- [Text provided]
Tanning is particularly visible when we stay under sun for long periods of time. We can see a difference in the color of the skin that we kept under clothing and the skin that we directly exposed to the sun. We can clearly observe that people from the regions with warm climate have darker skin colors. And the people of colder regions have relatively light skin color.
When people start living under low temperature or where the climate is relatively colder and the sun light is not much intense. The skin cells begin to produce less melanin automatically. Similar is the case when a person lives in a place for a while where the climate is hot and sun is intense. The skin cells automatically enhance the melanin production. This happens as a natural way of protecting skin from UV damage. That is why we can observe that our skin color gets lighter in winters while it gets a bit darker in the summer.
Recommended: Styles of Love: And how to Identify Them
How different races were developed?

- [Source information]
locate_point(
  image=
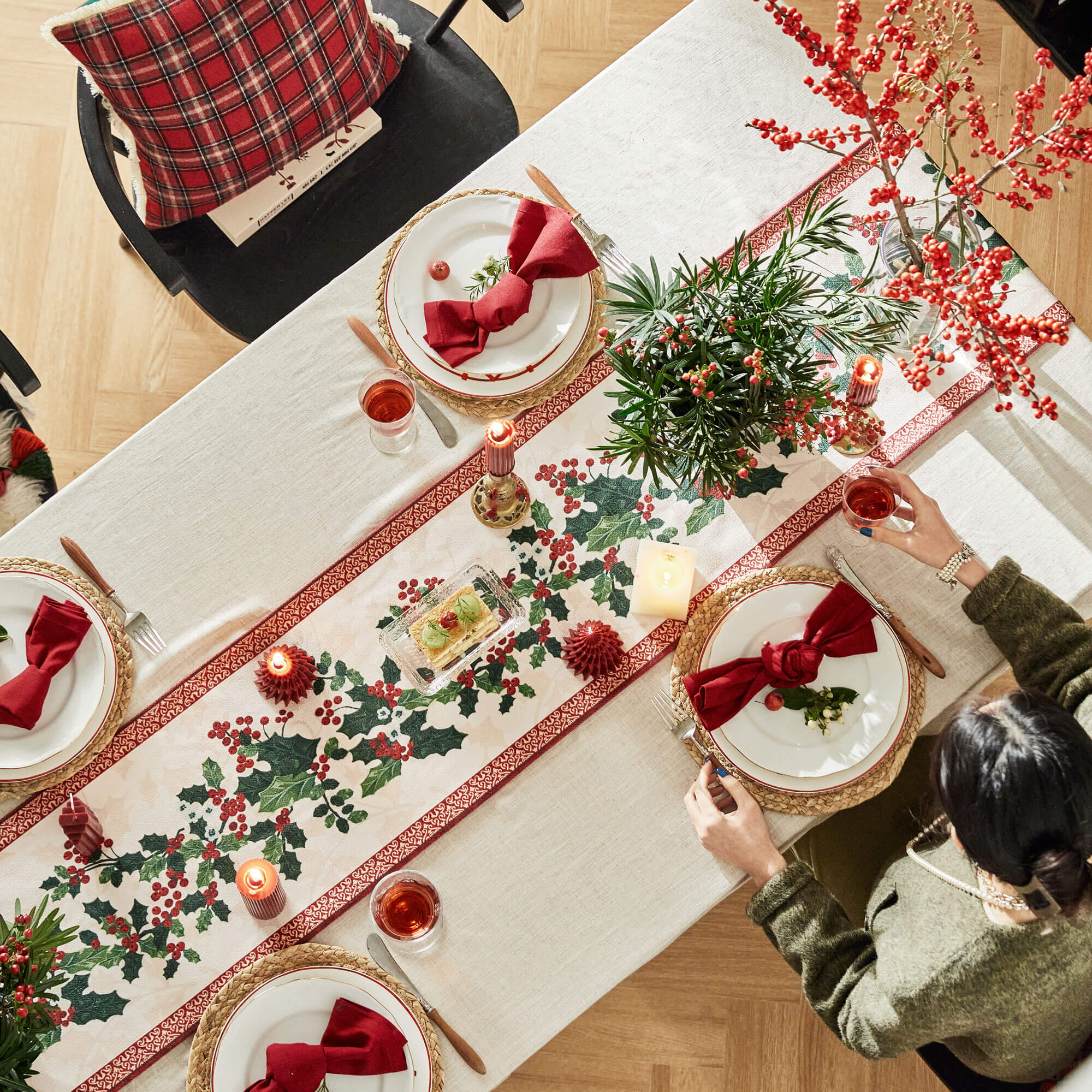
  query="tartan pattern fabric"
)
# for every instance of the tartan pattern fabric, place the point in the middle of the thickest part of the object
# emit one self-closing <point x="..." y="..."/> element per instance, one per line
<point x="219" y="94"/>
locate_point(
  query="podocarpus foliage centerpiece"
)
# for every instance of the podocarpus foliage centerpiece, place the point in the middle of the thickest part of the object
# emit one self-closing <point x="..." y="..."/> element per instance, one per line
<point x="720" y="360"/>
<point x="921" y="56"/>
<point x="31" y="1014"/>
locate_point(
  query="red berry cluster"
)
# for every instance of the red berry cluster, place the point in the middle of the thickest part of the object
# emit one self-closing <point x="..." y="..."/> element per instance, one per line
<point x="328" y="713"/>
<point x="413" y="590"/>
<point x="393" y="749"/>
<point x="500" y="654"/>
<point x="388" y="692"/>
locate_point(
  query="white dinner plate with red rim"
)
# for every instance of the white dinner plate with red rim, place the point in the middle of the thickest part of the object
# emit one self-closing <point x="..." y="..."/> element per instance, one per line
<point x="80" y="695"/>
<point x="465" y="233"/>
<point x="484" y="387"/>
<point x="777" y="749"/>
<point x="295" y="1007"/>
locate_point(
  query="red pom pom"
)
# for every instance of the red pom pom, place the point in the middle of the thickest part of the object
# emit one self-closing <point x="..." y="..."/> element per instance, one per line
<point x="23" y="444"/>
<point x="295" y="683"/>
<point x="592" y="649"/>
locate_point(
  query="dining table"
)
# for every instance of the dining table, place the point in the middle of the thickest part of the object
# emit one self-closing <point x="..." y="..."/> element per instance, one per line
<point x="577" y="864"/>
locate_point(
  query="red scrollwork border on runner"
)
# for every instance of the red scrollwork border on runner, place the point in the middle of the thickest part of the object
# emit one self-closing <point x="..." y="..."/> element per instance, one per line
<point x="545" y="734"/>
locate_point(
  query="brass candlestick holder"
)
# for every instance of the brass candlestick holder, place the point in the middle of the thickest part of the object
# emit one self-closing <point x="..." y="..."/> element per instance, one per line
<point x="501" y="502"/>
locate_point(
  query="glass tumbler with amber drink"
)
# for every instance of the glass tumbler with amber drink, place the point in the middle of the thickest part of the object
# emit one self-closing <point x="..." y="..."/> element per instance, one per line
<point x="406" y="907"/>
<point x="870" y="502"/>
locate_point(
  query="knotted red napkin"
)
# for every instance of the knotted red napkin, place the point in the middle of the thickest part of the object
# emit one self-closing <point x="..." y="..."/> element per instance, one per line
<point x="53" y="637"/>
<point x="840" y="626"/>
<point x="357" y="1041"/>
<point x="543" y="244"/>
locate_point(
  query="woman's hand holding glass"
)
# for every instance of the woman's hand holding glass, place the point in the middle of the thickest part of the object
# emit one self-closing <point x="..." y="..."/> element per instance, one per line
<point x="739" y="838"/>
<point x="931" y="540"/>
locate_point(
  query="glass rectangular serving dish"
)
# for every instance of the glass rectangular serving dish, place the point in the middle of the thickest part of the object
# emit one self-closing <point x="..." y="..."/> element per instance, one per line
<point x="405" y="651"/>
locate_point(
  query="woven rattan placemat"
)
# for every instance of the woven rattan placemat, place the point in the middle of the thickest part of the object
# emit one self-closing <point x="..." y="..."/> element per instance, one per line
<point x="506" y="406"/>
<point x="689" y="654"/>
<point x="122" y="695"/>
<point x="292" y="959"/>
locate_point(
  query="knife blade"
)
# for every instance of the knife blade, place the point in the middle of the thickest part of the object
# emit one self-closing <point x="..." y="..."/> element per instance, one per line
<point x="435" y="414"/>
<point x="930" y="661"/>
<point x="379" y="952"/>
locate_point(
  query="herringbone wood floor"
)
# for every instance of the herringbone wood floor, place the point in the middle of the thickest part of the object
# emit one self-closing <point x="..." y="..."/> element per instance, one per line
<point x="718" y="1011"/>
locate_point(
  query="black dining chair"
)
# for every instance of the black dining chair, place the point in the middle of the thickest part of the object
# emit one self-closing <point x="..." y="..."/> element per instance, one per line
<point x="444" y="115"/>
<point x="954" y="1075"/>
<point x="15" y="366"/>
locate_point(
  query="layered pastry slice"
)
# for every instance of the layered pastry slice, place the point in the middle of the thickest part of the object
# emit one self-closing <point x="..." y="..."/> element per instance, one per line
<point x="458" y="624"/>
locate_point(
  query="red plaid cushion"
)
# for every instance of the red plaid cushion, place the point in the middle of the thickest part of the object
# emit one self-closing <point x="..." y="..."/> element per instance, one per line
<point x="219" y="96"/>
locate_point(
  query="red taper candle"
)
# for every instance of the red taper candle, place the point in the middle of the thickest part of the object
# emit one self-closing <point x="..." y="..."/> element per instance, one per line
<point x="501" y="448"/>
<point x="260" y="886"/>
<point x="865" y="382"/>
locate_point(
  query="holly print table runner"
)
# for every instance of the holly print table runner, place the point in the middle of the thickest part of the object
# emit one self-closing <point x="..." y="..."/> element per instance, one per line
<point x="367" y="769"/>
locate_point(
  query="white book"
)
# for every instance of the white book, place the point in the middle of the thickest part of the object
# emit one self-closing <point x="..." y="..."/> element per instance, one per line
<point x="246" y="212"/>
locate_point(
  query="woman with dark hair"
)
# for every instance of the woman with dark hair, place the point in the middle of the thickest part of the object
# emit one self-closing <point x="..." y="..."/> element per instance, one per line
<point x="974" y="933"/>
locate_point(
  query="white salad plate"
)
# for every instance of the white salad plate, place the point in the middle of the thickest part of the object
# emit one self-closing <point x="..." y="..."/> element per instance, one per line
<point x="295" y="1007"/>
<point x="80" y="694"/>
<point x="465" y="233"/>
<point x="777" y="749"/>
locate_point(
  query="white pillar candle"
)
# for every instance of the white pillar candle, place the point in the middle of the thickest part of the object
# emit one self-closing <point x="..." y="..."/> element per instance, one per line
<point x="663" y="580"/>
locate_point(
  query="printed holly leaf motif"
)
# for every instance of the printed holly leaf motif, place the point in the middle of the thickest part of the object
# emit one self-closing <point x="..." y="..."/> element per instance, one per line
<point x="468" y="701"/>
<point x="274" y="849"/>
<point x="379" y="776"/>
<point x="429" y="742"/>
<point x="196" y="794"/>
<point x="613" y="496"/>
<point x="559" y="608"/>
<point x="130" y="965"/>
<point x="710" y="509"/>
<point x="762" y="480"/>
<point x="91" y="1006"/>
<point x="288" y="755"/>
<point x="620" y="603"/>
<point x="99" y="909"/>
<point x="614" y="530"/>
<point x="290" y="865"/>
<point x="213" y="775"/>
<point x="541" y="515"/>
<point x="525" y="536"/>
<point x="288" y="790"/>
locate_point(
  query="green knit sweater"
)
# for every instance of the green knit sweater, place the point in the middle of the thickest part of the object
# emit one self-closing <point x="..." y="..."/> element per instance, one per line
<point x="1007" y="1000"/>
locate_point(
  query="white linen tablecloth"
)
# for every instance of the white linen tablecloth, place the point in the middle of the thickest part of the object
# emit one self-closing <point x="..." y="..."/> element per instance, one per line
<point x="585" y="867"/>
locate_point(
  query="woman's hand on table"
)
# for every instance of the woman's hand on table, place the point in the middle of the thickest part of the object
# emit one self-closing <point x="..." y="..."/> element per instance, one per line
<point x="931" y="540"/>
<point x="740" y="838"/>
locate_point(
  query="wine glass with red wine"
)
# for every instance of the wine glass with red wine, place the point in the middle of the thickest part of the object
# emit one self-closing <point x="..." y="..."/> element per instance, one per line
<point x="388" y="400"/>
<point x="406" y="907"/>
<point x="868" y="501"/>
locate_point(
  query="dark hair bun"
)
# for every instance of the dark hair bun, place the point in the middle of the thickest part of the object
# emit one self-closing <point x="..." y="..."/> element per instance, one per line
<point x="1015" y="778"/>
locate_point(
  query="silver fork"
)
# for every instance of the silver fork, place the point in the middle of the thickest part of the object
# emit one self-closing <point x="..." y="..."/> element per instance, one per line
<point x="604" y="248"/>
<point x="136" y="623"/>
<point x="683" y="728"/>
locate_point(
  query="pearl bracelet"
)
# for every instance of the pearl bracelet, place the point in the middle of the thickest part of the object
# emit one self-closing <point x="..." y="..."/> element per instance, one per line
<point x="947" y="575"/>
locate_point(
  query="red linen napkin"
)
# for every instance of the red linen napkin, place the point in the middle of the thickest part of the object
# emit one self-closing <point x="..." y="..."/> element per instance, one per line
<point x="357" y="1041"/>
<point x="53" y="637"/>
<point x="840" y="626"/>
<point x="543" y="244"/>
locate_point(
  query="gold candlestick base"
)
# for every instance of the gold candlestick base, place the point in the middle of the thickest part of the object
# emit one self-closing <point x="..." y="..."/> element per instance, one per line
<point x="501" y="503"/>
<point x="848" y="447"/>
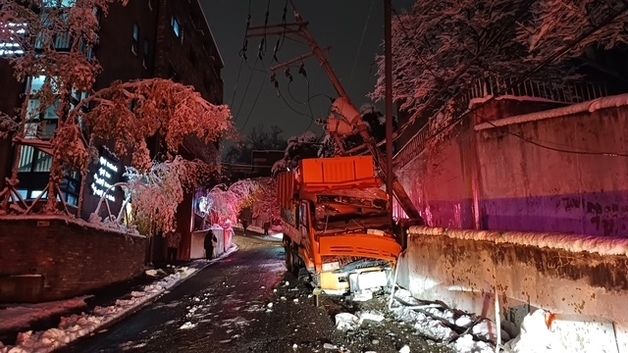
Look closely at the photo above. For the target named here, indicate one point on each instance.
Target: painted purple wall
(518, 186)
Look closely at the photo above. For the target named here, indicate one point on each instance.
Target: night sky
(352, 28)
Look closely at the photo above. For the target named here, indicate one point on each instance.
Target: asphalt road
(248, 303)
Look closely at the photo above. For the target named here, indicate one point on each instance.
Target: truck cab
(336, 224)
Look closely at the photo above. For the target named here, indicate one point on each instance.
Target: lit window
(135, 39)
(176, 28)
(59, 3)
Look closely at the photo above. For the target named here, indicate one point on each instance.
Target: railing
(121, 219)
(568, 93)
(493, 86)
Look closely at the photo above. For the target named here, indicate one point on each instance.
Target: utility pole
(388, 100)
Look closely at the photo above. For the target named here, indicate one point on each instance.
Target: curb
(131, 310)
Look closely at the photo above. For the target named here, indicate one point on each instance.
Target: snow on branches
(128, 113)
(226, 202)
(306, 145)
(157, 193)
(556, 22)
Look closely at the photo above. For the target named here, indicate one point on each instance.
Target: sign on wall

- [Requirement]
In the text on skin tanning, what do skin cells do when a person lives for a while where the climate is hot and the sun is intense?

- [Written solution]
The skin cells automatically enhance melanin production.